**To do**
Print all entries precisely as they are written.

**Data records**
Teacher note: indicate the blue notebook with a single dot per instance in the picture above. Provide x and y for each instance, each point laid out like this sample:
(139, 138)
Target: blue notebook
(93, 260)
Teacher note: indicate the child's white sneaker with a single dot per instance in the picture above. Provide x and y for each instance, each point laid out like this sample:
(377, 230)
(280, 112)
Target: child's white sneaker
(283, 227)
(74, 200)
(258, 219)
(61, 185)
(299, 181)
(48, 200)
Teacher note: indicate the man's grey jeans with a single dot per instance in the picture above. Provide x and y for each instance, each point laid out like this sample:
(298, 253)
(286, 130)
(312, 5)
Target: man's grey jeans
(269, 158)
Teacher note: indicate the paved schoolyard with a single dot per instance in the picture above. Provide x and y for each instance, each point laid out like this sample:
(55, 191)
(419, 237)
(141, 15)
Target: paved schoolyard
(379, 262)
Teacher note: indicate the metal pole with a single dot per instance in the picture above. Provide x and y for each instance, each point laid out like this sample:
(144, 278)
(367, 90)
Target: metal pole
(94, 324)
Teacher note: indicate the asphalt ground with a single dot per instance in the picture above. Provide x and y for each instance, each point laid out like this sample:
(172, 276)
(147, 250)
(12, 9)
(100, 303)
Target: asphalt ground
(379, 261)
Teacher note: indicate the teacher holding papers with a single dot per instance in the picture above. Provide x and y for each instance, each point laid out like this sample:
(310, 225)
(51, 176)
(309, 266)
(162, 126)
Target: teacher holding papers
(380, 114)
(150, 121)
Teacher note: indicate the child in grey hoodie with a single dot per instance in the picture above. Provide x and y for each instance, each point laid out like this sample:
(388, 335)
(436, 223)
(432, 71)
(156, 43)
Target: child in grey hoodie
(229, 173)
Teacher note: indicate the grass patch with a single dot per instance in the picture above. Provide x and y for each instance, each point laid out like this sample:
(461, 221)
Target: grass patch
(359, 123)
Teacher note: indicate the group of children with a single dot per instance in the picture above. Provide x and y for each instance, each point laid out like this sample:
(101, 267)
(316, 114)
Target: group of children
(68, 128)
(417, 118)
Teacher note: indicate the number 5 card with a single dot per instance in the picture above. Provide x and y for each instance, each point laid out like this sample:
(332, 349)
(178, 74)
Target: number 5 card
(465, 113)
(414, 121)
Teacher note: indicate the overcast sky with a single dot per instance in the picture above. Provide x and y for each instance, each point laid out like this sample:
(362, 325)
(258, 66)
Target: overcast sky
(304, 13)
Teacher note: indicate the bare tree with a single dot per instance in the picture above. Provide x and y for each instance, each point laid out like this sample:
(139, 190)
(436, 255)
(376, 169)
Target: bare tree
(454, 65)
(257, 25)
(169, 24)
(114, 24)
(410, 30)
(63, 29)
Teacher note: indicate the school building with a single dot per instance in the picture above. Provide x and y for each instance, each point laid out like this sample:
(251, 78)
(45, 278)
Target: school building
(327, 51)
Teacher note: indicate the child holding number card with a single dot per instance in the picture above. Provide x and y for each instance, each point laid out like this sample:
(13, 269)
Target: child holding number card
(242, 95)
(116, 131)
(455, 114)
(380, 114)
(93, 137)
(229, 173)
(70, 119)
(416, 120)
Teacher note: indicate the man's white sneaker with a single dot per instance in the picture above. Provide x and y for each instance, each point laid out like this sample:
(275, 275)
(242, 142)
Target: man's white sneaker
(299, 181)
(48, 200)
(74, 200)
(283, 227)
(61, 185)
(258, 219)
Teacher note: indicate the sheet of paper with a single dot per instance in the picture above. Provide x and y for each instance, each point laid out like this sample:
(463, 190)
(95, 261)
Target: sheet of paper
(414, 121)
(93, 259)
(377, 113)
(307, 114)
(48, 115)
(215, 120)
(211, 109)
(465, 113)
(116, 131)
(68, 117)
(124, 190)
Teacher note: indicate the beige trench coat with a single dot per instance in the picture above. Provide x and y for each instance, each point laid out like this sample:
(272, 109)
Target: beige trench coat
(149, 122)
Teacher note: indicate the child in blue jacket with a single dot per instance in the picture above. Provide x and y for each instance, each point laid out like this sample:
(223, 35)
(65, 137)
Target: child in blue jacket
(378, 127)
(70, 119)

**Your response**
Teacher note: indicate the blue notebook with a single dot per instance in the picture above. Provide x and y for each instance, each point laid out like this sample:
(139, 138)
Target: blue notebook
(93, 260)
Teacher note: indicate the child's white sneaker with a single dot per instance in the picture above. Provide x and y for each instance, each point laid out like this sample:
(377, 230)
(280, 112)
Target: child's white sneaker
(283, 227)
(74, 200)
(258, 219)
(61, 185)
(299, 181)
(48, 200)
Teacher note: indicate the man's grey jeans with a single dot per instance in the picture above. Provide x and y for each instance, each point laid out like this sample:
(298, 253)
(286, 130)
(312, 5)
Target: man's grey jeans
(269, 158)
Teacher note: indicate the paved schoolyard with a single dot per instance in the picture above. Provide x and y for each instance, each point laid out like this sample:
(55, 191)
(419, 237)
(141, 15)
Target: paved schoolyard
(379, 262)
Teacher note: indicate the metal pole with a single dot per instance in the picture above. Provide x and y for each instance, each point laid out like this sample:
(144, 278)
(367, 90)
Target: metal pole
(94, 324)
Teacher note: indicate the asphalt ground with a single dot per instance in the picture above. Provide x and y for each instance, each point laid out like this sample:
(172, 276)
(147, 250)
(12, 9)
(100, 303)
Target: asphalt ground
(379, 261)
Teacher note: indicate the teacher holding papers with a single dot per instance in the picture above. Provide x and y for each instance, each point laid out like this sample:
(310, 225)
(51, 176)
(309, 266)
(162, 126)
Target: teacher holding papers
(380, 114)
(150, 121)
Teacher note: indicate the child in grey hoodie with a single dot per instance in the picture above. Provide x and y for each instance, each point laid out like this sample:
(388, 335)
(436, 223)
(432, 71)
(156, 43)
Target: child in grey hoodie
(229, 173)
Teacher note: indicate the grass patch with a single dot per instance in the picture above. Provide x and y for each instance, each point laid out like this sample:
(461, 221)
Target: grass patch
(359, 123)
Teacher note: indicate the group of children with a single dot per instance in the picture above. Provide x and y for each instance, each point laid out like this sample:
(101, 267)
(316, 114)
Target: group of children
(68, 128)
(417, 118)
Teacher note: indicate the number 5 card with a single dot per instance in the picture above. Provide x and y for each instance, each point laid out like this sample:
(332, 349)
(178, 74)
Target: number 5 card
(465, 113)
(414, 121)
Teacher note: indicate the overcast sky with a single dot per instance in the picture above. Provide x and y for each instance, each point laid out like this sample:
(362, 325)
(258, 66)
Target: overcast sky
(304, 13)
Teacher note: indicate the bare tree with a single dot per instance in the picture above. Provide x and y for each instance, each point laid out like this sample:
(139, 190)
(436, 255)
(376, 169)
Target: bare tree
(454, 65)
(257, 25)
(169, 24)
(114, 24)
(410, 30)
(63, 29)
Teacher note: indicate the school building with a single dot per instance in the picture above. Provide x and y for each instance, each point laid out like this sample:
(251, 78)
(45, 278)
Target: school building
(327, 51)
Teacher note: indicate the child holding number card with a single dot per instance in the picture above. Provide x and y for each instance, each point laid out like this sample:
(13, 269)
Target: child holding number card
(242, 95)
(116, 131)
(455, 114)
(380, 114)
(93, 137)
(229, 173)
(70, 119)
(416, 120)
Teacher note: indicate the man's white sneaker with a single dot per instance in the picture above. Provide x and y for each instance, each point laid out like this sample:
(275, 275)
(242, 142)
Target: man's white sneaker
(299, 181)
(48, 200)
(74, 200)
(283, 227)
(61, 185)
(258, 219)
Teacher note: indicate the sheet of paper with a single dot per instance in the picture above. Provide x and y for each instance, each point laid out like this sample:
(463, 190)
(95, 261)
Target: sheet of paper
(414, 121)
(93, 259)
(377, 113)
(307, 114)
(48, 115)
(215, 120)
(211, 109)
(465, 113)
(116, 131)
(68, 117)
(124, 190)
Teacher note: indicate the beige trench coat with a single dot per instance in the picture above. Provide x and y for each instance, each point laid out like this sample:
(272, 109)
Target: beige trench coat
(149, 122)
Teacher note: indicate the child in blue jacket with a single dot per instance in the picture above. Provide x and y for each instance, each point laid out like this sample:
(223, 35)
(65, 137)
Target: child in blue jacket
(378, 127)
(70, 119)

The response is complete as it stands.